**Your goal**
Please render the items below as a Markdown table with two columns, Row and Line. Put each line in its own row, numbered in order, and leave out any blank lines.

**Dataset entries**
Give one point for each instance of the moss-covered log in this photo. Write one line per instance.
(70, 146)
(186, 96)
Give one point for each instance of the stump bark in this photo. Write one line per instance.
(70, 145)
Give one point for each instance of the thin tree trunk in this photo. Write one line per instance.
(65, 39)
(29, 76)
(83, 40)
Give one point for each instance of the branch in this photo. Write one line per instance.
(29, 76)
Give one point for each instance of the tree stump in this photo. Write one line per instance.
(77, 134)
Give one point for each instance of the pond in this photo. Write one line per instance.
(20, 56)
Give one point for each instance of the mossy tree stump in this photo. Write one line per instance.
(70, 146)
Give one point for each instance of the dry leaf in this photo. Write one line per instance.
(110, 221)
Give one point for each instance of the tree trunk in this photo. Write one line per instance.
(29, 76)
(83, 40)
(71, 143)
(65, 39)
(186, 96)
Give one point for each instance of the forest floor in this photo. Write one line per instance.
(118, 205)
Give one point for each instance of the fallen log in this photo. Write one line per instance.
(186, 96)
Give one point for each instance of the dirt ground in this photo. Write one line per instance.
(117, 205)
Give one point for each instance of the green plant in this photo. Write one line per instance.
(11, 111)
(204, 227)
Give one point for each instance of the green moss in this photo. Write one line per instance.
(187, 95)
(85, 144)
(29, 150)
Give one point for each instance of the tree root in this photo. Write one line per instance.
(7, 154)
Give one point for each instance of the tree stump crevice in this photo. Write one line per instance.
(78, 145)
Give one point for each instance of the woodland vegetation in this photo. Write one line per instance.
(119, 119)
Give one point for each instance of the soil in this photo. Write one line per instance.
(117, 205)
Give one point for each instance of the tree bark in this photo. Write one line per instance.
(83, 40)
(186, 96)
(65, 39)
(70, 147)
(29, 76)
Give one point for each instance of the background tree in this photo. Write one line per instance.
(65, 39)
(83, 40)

**Answer to this problem**
| Row | Line |
|---|---|
| 1 | Give one point for each instance of the moss-covered log in this photo. Write one line per instance. |
| 2 | (70, 146) |
| 3 | (186, 96) |
| 4 | Give one point for each instance of the stump bark in this photo. Write one line per instance. |
| 5 | (70, 145) |
| 6 | Give one point for each instance of the thin tree trunk in this photo. Write one line per instance. |
| 7 | (65, 39) |
| 8 | (29, 76) |
| 9 | (83, 40) |
| 10 | Give one point for each instance of the branch in this photo. Write one line per instance. |
| 11 | (29, 76) |
| 12 | Give one point for each instance of the tree stump in this photo. Write one line per instance. |
| 13 | (77, 134) |
| 14 | Give one point for each instance of the pond in this photo. Write one line per instance. |
| 15 | (20, 56) |
| 16 | Give one point for each instance of the mossy tree stump in this photo. Write one line per instance. |
| 17 | (70, 146) |
| 18 | Give one point for each instance of the dry leaf in this photo. Write one line per instance. |
| 19 | (110, 221) |
| 20 | Give one point for each instance of the tree trunk in this photo. Write one line per instance. |
| 21 | (29, 76) |
| 22 | (83, 40) |
| 23 | (71, 143) |
| 24 | (65, 39) |
| 25 | (186, 96) |
| 26 | Give one point for each instance of the forest floor in this photo. Write one line per instance. |
| 27 | (118, 205) |
| 28 | Give one point for each instance of the fallen log in this photo. Write one line per instance. |
| 29 | (186, 96) |
| 30 | Give one point for each instance of the dirt ground in this photo. Write one line per instance. |
| 31 | (117, 205) |
| 32 | Give one point for each instance of the green plant in this photo. Write one line per instance. |
| 33 | (11, 111) |
| 34 | (204, 227) |
| 35 | Give one point for each instance of the green moss in this photo. Write one line per instance. |
| 36 | (187, 95) |
| 37 | (85, 144) |
| 38 | (29, 150) |
| 39 | Give one point for each instance of the tree root in this photo. Write one line per instance. |
| 40 | (7, 154) |
| 41 | Give one point for each instance of the tree stump crevice in this photo. Write one line per instance. |
| 42 | (78, 145) |
| 43 | Give one point for each instance of the woodland vegetation in this photo. Write one line per instance. |
| 44 | (119, 119) |
| 45 | Give one point for each instance of the soil in this photo. Write one line per instance. |
| 46 | (117, 205) |
| 47 | Give one point for each instance of the tree bark in this photo. Write one line per instance. |
| 48 | (83, 40) |
| 49 | (186, 96) |
| 50 | (65, 39) |
| 51 | (70, 147) |
| 52 | (29, 76) |
| 53 | Give one point for each instance of the background tree in this photo. Write one line per instance. |
| 54 | (65, 39) |
| 55 | (83, 40) |